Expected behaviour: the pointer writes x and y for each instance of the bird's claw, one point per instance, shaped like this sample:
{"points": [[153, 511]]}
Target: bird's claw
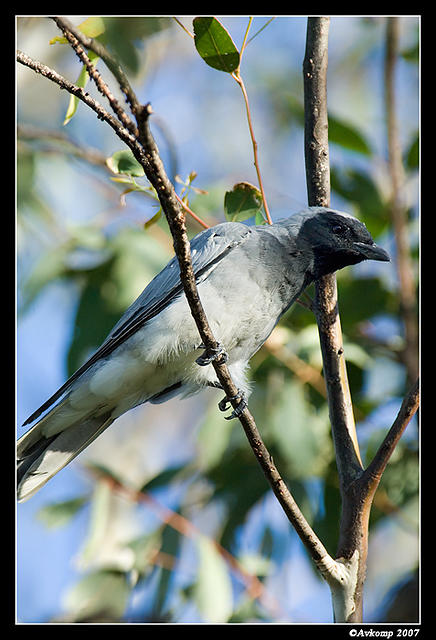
{"points": [[223, 405], [210, 355]]}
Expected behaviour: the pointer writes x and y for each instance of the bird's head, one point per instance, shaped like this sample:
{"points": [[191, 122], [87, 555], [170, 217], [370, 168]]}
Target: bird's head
{"points": [[337, 240]]}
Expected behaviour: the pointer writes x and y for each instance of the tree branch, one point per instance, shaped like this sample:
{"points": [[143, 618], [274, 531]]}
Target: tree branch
{"points": [[146, 152], [408, 409], [82, 95], [398, 208], [66, 26], [357, 485], [326, 301]]}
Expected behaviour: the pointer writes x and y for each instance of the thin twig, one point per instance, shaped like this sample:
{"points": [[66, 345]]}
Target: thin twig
{"points": [[408, 409], [93, 72], [80, 93], [108, 59], [236, 75], [149, 158], [398, 207]]}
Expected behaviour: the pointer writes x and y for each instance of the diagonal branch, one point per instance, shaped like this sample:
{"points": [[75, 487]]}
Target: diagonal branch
{"points": [[66, 26], [146, 152], [326, 299], [407, 410]]}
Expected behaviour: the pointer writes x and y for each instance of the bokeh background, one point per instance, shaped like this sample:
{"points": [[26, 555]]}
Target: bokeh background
{"points": [[89, 549]]}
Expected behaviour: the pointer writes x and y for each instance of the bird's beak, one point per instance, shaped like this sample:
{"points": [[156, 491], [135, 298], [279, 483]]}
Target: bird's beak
{"points": [[371, 251]]}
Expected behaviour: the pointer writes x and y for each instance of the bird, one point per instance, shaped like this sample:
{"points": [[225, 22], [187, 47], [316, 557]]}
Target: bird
{"points": [[247, 278]]}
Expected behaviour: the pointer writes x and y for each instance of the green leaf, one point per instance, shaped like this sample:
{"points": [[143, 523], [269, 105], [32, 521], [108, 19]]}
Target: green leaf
{"points": [[59, 514], [347, 136], [91, 27], [80, 82], [412, 155], [125, 162], [214, 44], [163, 478], [301, 433], [242, 202], [213, 589], [100, 596]]}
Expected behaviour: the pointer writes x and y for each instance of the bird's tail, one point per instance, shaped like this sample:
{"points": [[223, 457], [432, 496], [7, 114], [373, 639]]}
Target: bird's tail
{"points": [[40, 458]]}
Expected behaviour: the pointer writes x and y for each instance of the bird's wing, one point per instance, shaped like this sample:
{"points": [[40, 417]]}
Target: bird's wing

□ □ □ □ □

= TASK =
Please copy all lines of the listing in which the string "wing" occurs.

= RESPONSE AREA =
Expected behaviour: the pointer writes x and y for each instance of the bird's wing, one point per instance, shaped like this sample:
Target: bird's wing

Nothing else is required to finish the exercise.